## Dados da tarefa
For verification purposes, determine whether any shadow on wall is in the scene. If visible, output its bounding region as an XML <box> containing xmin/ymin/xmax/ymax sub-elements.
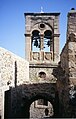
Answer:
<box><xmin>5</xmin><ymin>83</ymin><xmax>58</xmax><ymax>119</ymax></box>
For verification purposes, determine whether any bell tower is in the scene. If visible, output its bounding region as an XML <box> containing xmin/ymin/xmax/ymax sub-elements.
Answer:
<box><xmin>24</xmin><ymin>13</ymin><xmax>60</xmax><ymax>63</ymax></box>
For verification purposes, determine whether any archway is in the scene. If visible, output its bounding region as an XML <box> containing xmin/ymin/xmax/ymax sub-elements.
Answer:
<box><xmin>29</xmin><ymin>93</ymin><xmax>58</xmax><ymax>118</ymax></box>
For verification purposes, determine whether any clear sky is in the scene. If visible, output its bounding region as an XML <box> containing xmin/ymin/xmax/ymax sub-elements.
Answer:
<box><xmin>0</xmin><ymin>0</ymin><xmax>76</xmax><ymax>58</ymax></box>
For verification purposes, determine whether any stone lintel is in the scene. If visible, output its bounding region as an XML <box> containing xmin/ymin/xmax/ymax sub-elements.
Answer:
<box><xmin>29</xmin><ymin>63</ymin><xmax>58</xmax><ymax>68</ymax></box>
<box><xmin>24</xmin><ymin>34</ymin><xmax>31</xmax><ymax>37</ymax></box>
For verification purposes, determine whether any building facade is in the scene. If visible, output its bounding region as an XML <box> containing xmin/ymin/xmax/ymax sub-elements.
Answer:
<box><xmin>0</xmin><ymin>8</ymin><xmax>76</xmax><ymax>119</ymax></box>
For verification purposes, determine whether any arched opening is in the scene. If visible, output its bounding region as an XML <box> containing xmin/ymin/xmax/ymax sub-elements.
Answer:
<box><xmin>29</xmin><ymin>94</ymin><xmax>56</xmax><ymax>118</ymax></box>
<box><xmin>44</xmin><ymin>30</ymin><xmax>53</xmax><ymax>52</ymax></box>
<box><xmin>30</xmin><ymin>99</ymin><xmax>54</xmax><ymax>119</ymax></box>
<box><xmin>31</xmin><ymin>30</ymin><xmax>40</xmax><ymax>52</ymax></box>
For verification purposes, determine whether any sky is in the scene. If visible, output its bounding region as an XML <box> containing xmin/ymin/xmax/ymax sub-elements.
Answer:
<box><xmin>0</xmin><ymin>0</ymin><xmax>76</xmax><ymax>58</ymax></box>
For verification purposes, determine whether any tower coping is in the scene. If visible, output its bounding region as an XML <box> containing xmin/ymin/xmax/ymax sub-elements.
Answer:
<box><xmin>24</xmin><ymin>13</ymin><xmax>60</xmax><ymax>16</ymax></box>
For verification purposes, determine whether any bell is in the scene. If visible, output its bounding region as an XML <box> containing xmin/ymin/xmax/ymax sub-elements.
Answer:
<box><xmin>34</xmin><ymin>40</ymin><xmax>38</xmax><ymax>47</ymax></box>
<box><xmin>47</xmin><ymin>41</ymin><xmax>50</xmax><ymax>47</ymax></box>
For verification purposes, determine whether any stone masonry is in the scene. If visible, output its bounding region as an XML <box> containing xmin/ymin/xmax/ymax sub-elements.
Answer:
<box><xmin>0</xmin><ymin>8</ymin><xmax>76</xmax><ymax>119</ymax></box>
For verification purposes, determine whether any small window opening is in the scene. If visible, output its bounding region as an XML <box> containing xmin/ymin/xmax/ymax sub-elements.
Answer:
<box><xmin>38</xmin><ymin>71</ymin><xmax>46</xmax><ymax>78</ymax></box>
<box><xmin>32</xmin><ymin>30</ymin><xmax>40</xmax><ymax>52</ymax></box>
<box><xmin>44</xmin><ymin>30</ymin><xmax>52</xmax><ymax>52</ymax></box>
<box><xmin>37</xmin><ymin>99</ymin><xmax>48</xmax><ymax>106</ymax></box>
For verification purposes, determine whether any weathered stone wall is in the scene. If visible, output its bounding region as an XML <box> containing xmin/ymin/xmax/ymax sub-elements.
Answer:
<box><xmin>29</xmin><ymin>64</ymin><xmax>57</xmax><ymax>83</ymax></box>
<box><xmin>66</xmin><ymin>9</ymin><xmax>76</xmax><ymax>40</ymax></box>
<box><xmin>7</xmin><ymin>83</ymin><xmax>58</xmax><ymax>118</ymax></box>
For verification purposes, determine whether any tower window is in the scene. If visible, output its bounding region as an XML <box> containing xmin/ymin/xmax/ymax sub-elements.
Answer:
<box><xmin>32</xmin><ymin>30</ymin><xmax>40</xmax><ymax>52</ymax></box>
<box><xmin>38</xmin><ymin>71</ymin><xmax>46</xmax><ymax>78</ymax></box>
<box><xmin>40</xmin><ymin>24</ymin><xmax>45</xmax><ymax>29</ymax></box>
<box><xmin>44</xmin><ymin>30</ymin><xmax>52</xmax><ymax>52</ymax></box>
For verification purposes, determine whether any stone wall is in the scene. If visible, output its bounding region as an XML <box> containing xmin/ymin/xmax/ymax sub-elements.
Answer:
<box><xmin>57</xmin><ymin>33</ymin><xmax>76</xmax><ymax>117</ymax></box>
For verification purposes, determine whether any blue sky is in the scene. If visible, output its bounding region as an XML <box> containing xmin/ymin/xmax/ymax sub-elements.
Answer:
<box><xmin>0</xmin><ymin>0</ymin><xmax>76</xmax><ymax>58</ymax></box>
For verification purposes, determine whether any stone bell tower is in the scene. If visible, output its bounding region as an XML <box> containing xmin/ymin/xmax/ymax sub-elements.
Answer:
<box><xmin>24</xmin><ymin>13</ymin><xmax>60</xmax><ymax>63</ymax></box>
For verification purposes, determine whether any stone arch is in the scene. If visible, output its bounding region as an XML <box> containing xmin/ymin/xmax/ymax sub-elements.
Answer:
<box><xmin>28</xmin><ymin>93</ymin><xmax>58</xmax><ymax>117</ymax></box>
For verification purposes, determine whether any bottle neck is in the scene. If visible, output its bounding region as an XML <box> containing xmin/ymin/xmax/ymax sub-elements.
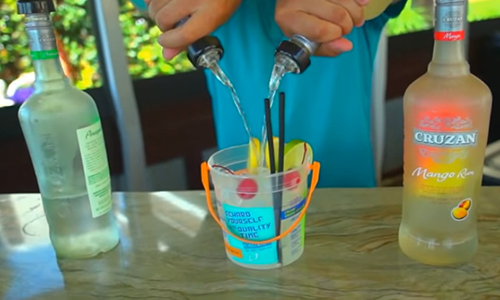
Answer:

## O problema
Selecione, nos dados acima, todas as linhas que contêm a palavra "window". Considere a distinção entre maiúsculas e minúsculas.

## Resposta completa
For verification purposes, determine whether any small window opening is in the scene. If visible, output its bounding region as an XML <box> containing xmin/ymin/xmax/ymax sub-elements.
For verification purposes, determine whether any tower window is in the scene. If visible, output its bounding region as an XML <box> containing xmin/ymin/xmax/ymax sub-elements.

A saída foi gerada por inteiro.